## START Materials provided
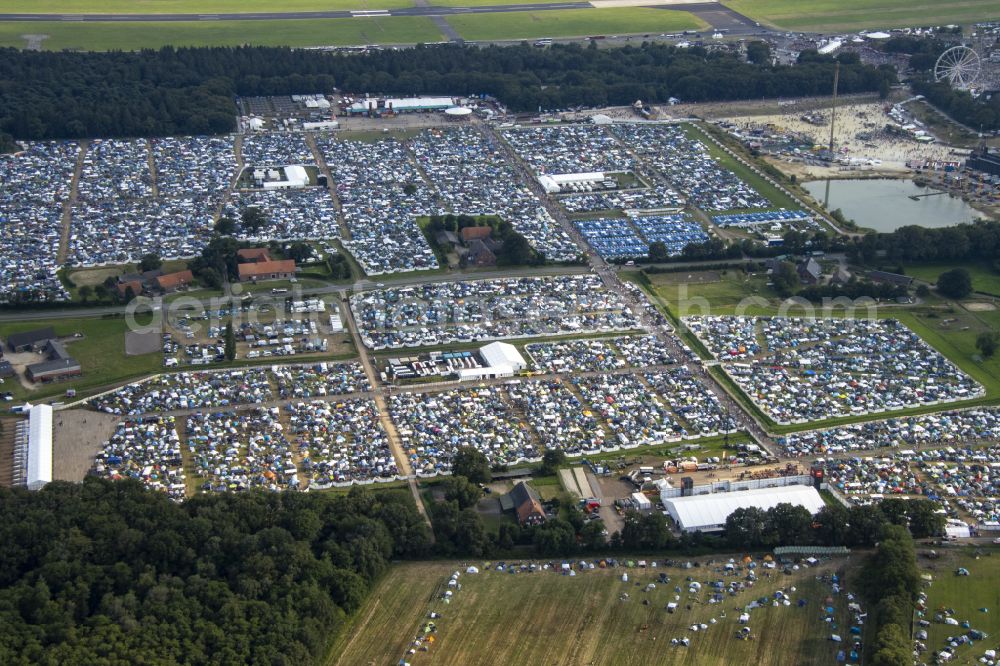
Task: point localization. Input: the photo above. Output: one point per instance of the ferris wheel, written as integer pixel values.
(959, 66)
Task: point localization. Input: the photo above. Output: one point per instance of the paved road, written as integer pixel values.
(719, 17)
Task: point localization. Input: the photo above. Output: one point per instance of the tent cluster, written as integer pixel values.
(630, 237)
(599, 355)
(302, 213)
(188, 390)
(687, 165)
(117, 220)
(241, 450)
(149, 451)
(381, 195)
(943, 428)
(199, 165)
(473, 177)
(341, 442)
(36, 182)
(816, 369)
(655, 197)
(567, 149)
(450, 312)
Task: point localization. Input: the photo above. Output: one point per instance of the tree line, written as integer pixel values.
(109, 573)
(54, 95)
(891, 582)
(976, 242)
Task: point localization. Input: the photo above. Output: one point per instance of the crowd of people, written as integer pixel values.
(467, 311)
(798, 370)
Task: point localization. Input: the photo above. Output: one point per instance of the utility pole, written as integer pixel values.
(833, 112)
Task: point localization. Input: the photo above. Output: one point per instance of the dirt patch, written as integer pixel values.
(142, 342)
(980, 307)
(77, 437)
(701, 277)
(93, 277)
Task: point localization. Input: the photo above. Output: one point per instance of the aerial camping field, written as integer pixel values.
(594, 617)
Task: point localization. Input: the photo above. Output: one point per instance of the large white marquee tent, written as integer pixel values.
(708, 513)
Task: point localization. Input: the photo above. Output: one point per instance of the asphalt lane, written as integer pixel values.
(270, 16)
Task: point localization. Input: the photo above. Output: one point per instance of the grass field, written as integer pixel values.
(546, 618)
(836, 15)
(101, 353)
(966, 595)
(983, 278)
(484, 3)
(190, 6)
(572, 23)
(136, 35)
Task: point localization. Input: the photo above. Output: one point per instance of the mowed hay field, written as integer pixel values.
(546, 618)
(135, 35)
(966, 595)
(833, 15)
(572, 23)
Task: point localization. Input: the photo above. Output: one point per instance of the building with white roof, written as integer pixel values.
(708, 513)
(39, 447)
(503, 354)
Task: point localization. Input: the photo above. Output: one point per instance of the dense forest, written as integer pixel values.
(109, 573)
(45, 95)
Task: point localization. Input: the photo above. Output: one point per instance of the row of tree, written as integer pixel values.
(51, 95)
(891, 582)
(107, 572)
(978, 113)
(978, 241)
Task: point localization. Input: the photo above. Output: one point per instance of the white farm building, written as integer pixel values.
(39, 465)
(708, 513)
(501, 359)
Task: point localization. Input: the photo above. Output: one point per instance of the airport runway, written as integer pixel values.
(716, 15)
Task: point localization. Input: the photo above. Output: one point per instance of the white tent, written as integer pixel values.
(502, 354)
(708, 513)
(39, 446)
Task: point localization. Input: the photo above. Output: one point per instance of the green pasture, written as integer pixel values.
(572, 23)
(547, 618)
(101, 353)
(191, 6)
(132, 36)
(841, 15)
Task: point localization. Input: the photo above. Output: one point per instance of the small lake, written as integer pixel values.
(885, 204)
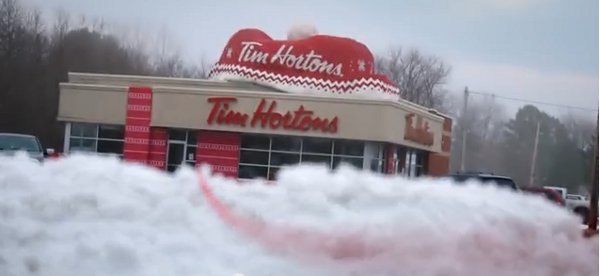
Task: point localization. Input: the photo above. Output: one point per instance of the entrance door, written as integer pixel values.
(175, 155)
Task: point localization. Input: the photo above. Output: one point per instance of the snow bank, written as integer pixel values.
## END Materials provided
## START Materials provided
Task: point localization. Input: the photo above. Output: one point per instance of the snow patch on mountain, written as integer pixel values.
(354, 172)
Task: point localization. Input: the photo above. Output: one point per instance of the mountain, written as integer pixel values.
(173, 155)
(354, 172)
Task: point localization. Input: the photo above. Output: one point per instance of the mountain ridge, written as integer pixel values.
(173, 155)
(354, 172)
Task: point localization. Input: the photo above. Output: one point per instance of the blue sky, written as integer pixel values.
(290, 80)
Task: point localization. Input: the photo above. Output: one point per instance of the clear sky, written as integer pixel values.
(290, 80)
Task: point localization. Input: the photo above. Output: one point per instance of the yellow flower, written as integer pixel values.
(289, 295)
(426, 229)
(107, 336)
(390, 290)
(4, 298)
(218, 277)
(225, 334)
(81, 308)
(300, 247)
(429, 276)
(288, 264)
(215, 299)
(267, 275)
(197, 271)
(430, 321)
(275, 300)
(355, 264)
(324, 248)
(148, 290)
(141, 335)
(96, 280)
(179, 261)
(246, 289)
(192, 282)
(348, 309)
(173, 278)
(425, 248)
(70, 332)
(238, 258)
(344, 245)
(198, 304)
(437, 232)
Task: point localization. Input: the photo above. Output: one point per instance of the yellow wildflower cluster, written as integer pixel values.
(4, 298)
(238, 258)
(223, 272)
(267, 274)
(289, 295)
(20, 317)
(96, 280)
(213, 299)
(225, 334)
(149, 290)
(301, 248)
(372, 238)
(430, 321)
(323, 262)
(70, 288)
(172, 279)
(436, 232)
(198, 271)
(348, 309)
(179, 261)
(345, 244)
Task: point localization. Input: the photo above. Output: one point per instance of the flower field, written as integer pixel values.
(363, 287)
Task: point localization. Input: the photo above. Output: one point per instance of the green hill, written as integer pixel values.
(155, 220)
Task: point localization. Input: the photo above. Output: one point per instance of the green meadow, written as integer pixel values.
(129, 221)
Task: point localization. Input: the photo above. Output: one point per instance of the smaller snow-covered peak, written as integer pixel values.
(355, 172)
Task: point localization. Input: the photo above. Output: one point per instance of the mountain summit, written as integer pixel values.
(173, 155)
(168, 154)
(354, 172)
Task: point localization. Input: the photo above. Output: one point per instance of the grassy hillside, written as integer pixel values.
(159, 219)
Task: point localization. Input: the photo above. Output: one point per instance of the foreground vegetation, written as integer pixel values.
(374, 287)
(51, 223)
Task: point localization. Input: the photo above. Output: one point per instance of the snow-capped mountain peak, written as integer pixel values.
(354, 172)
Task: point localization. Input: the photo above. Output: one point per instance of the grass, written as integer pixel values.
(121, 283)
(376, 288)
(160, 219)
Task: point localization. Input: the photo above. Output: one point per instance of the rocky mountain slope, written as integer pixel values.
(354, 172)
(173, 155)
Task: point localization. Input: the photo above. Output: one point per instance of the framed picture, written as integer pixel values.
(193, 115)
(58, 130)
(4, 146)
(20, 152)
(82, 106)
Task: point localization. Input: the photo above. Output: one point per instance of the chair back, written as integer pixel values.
## END Materials provided
Pull out every line of the rows that contains the word "green", matching its case exactly.

Task: point localization. Input: the photo above. Output: one point per instance of the green pasture, written as integer pixel values.
Task: point localization. Input: the photo above. Output: one point per instance of the green hill, written as integer pixel values.
Task: point localization. Input: the photo above. Output: one point per instance of the green meadow, written as integer pixel values.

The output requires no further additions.